Reading passage.
++++++++

Title 21Chapter ISubchapter APart 10 → Subpart C


Title 21: Food and Drugs
PART 10—ADMINISTRATIVE PRACTICES AND PROCEDURES


Subpart C—Electronic Media Coverage of Public Administrative Proceedings; Guideline on Policy and Procedures


Contents
§10.200   Scope.
§10.203   Definitions.
§10.204   General.
§10.205   Electronic media coverage of public administrative proceedings.
§10.206   Procedures for electronic media coverage of agency public administrative proceedings.

Source: 49 FR 14726, Apr. 13, 1984, unless otherwise noted.

§10.200   Scope.

This guideline describes FDA's policy and procedures applicable to electronic media coverage of agency public administrative proceedings. It is a guideline intended to clarify and explain FDA's policy on the presence and operation of electronic recording equipment at such proceedings and to assure uniform and consistent application of practices and procedures throughout the agency.

§10.203   Definitions.

(a) Public administrative proceeding as used in this guideline means any FDA proceeding which the public has a right to attend. This includes a formal evidentiary public hearing as set forth in part 12, a public hearing before a Public Board of Inquiry as set forth in part 13, a public hearing before a Public Advisory Committee as set forth in part 14, a public hearing before the Commissioner as set forth in part 15, a regulatory hearing before FDA as set forth in part 16, consumer exchange meetings, and Commissioner's public meetings with health professionals.

(b) Advance notice as used in this guideline means written or telephone notification to FDA's Office of Public Affairs (Press Relations Staff) of intent to electronically record an agency public administrative proceeding.

(c) Electronic recording as used in this guideline means any visual or audio recording made by videotape recording equipment or moving film camera, and/or other electronic recording equipment.

[49 FR 14726, Apr. 13, 1984, as amended at 54 FR 9035, Mar. 3, 1989]

§10.204   General.

(a) FDA has for many years willingly committed itself to a policy of openness. In many instances FDA has sought to make the open portions of agency public administrative proceedings more accessible to public participation. Similarly, FDA has sought, wherever possible, to allow full written media access to its proceedings, so that members of the press would have the opportunity to provide first-hand reports. However, because electronic media coverage presents certain difficulties that are easier to resolve with advance notice to the agency and all participants, FDA believes that codification of its policy will facilitate and further increase media access to its public administrative proceedings. The agency intends to refer to this guideline when notices of hearing, or individual advisory committee meetings, are published in the Federal Register. Thus, all parties to a proceeding will be on notice that the proceeding may be recorded electronically and any person interested in videotaping or otherwise recording the proceeding will be notified that there are established procedures to be followed.

(b) The designated presiding officer of a public administrative proceeding retains the existing discretionary authority set forth in specific regulations pertaining to each type of administrative proceeding to regulate the conduct of the proceeding over which he or she presides. The responsibilities of the presiding officer, established elsewhere in parts 10 through 16, include an obligation to be concerned with the timely conduct of a hearing, the limited availability of certain witnesses, and reducing disruptions to the proceeding which may occur. Each proceeding varies, and the presiding officer cannot anticipate all that might occur. Discretionary authority to regulate conduct at a proceeding has traditionally been granted to presiding officers to enable them to fulfill their responsibility to maintain a fair and orderly hearing conducted in an expeditious manner.

++++++++

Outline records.
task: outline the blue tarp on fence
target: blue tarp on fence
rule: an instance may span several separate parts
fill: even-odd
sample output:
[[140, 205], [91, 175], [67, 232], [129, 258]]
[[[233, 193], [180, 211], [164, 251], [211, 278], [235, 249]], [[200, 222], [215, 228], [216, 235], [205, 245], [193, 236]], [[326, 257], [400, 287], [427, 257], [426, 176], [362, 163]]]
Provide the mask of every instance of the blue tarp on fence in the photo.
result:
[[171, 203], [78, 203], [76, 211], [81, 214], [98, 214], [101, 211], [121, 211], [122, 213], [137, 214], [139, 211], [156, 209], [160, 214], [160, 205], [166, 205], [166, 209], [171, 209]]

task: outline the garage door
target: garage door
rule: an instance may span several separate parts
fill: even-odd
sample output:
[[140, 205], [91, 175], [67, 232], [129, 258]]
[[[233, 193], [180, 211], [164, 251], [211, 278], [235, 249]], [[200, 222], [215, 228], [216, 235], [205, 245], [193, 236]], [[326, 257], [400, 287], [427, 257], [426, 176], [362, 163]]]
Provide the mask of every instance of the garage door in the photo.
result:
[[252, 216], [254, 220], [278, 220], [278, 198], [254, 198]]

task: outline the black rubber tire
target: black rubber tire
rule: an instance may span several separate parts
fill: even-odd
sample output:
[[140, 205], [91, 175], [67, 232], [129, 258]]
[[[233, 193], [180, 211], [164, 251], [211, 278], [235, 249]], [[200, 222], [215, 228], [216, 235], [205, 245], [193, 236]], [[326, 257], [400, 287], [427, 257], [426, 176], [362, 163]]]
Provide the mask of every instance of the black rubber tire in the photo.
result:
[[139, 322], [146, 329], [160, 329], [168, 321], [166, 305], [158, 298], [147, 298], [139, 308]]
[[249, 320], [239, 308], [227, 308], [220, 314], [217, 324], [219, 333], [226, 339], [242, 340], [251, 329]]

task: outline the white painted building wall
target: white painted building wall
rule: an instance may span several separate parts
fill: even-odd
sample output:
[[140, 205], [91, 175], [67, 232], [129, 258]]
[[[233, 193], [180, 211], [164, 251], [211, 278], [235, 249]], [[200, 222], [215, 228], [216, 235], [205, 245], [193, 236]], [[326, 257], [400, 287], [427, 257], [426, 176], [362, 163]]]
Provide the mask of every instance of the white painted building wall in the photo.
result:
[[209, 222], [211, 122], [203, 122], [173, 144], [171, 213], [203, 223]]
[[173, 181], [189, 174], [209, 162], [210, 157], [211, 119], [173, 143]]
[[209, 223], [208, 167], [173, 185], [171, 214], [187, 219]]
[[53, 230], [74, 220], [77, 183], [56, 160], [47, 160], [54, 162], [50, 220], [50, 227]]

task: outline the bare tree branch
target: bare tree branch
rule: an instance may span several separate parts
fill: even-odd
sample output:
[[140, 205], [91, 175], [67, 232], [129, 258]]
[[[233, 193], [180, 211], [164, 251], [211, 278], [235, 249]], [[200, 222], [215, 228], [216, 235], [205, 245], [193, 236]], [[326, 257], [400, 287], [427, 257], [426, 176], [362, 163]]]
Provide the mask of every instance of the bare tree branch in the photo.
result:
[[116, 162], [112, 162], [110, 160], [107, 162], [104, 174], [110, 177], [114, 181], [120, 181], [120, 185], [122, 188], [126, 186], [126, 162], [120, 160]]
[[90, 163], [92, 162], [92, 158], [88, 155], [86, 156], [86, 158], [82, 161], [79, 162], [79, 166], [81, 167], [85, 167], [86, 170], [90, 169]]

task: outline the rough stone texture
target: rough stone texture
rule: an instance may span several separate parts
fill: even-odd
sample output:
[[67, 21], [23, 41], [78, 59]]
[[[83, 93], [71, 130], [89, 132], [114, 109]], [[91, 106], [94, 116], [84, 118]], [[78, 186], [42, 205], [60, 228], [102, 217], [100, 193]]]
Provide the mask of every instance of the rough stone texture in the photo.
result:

++++++++

Written task 1. Rewrite everything in the regulation excerpt from "Subpart C—Electronic Media" down to "unless otherwise noted.", replacing "Definitions" with "Terms" wherever it occurs.
Written task 2. According to the regulation excerpt, which office must receive advance notice of intent to electronically record an agency public administrative proceeding?
The material above has no connection to the regulation excerpt.

Response 1.
Subpart C—Electronic Media Coverage of Public Administrative Proceedings; Guideline on Policy and Procedures


Contents
§10.200   Scope.
§10.203   Terms.
§10.204   General.
§10.205   Electronic media coverage of public administrative proceedings.
§10.206   Procedures for electronic media coverage of agency public administrative proceedings.

Source: 49 FR 14726, Apr. 13, 1984, unless otherwise noted.

Response 2. FDA's Office of Public Affairs (Press Relations Staff).